Task statement
Copy out verbatim the part of the material that opens with the line containing "on the geothermal" and closes with the line containing "point(39, 38)", both of those lines included.

((

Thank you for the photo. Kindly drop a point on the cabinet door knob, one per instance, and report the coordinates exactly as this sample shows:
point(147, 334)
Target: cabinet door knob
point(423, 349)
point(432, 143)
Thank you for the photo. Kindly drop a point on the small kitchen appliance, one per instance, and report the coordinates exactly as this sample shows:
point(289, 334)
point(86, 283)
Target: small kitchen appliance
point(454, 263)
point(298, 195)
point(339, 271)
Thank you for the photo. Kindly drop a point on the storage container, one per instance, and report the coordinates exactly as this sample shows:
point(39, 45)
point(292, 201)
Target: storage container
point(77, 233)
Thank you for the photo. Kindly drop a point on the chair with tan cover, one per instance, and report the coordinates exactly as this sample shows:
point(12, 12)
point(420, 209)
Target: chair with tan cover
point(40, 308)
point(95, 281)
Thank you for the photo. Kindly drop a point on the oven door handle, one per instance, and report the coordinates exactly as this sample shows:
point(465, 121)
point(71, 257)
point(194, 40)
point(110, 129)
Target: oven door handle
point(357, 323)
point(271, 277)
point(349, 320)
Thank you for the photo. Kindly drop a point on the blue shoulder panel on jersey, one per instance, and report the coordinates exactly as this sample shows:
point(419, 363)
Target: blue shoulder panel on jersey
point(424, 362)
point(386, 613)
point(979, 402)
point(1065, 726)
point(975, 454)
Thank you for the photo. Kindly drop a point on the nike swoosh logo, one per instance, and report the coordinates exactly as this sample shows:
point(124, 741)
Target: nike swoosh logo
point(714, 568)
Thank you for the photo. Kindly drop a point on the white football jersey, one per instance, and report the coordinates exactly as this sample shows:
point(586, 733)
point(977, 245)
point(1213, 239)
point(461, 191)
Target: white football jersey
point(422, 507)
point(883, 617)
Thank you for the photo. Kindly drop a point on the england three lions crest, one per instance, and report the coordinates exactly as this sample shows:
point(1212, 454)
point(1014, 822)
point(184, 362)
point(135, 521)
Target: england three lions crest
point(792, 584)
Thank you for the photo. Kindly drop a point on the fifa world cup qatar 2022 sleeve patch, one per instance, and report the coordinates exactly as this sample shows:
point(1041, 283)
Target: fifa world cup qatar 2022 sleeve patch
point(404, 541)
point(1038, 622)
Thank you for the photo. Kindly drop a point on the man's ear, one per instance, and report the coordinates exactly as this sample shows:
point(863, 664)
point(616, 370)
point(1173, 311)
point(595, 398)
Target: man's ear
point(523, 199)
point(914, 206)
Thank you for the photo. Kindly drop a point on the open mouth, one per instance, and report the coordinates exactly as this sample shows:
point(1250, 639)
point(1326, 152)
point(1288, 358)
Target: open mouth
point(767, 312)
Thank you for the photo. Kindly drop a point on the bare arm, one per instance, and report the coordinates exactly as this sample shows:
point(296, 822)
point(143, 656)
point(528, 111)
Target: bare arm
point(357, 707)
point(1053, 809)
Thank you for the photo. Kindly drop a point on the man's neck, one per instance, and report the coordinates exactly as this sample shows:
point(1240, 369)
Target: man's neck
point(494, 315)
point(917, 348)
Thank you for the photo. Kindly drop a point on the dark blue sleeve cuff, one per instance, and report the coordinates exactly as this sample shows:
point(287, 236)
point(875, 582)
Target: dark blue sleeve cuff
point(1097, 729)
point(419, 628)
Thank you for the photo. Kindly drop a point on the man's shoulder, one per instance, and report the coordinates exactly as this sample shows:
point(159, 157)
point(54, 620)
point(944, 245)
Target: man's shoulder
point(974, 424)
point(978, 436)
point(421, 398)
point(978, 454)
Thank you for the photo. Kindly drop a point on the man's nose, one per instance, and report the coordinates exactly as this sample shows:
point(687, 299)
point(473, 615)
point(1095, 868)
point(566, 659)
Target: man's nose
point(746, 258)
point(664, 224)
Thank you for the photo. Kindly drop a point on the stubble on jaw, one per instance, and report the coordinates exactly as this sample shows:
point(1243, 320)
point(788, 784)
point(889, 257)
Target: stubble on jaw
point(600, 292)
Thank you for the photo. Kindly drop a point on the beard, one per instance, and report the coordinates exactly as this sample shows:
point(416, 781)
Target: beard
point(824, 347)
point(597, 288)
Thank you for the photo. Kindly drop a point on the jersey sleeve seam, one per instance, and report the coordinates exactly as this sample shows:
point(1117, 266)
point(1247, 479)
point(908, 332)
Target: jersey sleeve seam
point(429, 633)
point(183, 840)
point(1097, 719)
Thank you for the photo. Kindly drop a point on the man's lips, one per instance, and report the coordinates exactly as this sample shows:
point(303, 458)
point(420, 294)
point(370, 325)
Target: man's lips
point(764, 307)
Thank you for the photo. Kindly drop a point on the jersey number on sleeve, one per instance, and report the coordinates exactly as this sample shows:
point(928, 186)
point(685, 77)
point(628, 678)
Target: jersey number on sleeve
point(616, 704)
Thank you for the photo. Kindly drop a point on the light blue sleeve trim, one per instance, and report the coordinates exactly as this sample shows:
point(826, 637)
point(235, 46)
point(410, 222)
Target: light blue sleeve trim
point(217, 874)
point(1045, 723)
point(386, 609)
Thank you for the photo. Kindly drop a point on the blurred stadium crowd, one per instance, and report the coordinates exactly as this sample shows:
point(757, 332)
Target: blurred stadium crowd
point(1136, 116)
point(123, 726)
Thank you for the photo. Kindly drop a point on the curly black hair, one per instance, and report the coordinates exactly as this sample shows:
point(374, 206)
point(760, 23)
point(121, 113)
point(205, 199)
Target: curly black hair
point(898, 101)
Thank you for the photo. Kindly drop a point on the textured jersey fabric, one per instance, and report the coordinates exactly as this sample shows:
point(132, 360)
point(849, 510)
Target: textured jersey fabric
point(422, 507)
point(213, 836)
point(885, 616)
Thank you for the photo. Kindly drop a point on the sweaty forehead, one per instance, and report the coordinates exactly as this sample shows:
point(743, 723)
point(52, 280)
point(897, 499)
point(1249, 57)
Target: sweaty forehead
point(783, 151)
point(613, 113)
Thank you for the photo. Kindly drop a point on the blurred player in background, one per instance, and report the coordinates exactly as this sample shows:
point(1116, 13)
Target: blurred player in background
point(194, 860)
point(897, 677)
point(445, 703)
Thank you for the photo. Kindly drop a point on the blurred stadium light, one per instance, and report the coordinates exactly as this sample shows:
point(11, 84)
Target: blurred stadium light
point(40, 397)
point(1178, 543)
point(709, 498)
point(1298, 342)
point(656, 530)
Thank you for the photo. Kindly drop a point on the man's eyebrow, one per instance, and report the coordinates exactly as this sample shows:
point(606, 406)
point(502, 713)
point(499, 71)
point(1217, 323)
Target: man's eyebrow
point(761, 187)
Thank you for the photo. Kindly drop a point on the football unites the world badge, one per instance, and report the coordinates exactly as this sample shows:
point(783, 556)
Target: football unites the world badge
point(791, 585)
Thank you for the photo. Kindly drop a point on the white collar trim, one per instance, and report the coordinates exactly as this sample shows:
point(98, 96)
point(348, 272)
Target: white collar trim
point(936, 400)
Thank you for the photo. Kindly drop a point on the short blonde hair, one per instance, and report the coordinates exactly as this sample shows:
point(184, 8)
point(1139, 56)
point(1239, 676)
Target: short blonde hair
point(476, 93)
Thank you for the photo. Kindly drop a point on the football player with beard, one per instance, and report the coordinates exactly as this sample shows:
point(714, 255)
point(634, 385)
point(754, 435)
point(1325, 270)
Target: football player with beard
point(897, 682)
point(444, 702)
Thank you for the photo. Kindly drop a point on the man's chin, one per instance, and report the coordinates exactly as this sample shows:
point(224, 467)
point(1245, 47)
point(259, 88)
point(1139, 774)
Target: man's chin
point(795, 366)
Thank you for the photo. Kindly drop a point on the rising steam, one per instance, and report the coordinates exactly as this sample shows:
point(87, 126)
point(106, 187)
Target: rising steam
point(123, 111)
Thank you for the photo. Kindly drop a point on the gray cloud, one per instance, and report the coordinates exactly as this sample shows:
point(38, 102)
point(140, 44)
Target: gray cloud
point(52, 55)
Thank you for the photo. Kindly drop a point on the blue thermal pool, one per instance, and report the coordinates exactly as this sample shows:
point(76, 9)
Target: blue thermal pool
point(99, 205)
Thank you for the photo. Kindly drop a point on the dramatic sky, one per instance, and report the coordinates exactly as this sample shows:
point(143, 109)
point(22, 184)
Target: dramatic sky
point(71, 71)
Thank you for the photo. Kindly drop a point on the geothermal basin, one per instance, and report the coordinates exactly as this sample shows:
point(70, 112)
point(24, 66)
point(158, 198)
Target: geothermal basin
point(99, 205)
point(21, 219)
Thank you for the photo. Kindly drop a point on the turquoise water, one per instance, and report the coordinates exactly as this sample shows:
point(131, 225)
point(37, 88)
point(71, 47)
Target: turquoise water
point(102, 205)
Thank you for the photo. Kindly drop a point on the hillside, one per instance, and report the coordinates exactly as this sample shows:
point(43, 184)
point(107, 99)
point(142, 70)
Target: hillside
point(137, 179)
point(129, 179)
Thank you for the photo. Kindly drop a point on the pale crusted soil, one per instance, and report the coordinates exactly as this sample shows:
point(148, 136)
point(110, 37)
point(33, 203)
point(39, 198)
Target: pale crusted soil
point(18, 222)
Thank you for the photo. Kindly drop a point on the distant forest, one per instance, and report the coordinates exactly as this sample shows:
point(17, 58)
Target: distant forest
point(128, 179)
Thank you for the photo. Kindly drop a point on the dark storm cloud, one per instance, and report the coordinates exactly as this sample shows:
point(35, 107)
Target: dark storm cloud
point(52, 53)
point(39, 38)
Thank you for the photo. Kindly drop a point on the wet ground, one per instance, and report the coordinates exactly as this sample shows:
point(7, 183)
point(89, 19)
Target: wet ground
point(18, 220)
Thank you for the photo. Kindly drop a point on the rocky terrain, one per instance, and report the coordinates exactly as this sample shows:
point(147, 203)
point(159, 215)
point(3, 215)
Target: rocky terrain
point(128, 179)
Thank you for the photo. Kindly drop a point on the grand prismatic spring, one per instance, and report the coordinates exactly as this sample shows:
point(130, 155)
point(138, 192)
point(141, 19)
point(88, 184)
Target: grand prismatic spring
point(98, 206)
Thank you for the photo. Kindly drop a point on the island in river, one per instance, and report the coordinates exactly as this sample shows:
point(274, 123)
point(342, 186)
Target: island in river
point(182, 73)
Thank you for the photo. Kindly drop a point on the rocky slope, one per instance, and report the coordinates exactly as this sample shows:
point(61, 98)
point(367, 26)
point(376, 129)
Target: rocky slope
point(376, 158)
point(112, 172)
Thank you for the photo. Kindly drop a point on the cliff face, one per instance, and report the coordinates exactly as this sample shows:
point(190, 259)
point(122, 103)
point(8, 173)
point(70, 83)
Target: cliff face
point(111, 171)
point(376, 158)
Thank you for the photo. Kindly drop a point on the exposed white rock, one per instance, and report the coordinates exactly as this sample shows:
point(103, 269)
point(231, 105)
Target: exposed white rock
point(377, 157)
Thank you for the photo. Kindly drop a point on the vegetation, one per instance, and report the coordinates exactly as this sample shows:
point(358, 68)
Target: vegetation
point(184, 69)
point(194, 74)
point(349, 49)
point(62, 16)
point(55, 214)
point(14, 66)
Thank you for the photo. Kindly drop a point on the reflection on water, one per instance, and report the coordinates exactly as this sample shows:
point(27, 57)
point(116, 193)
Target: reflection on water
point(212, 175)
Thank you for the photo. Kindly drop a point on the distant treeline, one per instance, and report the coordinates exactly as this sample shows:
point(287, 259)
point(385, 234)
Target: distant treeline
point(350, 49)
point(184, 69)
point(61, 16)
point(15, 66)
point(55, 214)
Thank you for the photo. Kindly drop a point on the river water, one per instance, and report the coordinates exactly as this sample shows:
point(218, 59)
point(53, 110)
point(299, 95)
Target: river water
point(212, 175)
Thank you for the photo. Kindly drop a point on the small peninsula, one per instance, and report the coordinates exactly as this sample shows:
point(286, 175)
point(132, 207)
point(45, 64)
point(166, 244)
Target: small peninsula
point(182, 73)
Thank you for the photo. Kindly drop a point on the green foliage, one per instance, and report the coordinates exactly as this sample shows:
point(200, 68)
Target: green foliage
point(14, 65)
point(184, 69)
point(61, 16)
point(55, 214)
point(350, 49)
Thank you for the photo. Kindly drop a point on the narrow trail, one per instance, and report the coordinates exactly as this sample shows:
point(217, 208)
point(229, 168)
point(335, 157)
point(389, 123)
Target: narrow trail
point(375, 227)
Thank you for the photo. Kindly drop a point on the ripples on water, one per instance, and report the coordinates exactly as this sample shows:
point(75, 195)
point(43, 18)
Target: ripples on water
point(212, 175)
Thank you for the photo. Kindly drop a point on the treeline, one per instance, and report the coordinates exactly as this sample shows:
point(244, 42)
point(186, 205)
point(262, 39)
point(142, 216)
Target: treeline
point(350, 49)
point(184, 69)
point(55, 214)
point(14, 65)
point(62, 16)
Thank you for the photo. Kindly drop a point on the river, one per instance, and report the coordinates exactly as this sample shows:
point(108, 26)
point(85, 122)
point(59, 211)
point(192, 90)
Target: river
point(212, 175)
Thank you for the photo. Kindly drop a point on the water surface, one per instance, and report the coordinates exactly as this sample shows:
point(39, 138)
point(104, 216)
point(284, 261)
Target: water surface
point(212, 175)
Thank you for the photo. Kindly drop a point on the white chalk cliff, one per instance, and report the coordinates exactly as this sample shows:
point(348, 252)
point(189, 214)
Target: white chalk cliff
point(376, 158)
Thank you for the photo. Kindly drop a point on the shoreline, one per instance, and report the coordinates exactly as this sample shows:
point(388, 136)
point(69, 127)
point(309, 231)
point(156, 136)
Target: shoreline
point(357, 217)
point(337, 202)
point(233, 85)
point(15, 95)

))

Response to the exercise
Thank you for the photo. Kindly drop a point on the geothermal basin, one per instance, and report the coordinates exactly as this sample shows:
point(70, 112)
point(24, 66)
point(158, 198)
Target: geothermal basin
point(99, 205)
point(21, 219)
Thank you for the photo. Kindly drop a point on the turquoise water, one per instance, and report the coordinates exactly as this sample shows:
point(131, 225)
point(37, 88)
point(71, 47)
Target: turquoise water
point(102, 205)
Thank you for the photo. Kindly drop a point on the hillside, one per instance, and report the coordinates exactly as this sample shows:
point(43, 184)
point(107, 99)
point(142, 70)
Target: hillside
point(137, 179)
point(129, 179)
Thank you for the photo. Kindly drop a point on the pale crusted soil, one per instance, and report the coordinates exactly as this sample shows:
point(148, 136)
point(110, 37)
point(33, 203)
point(39, 198)
Target: pale crusted soil
point(18, 222)
Thank you for the photo. Kindly drop a point on the distant forest, one per instance, and report the coordinates exactly as this sample shows:
point(17, 58)
Target: distant forest
point(128, 179)
Thank you for the photo. Kindly drop a point on the dark storm cloud, one per instance, and report the coordinates exactly as this sample shows:
point(35, 107)
Target: dark storm cloud
point(52, 53)
point(39, 38)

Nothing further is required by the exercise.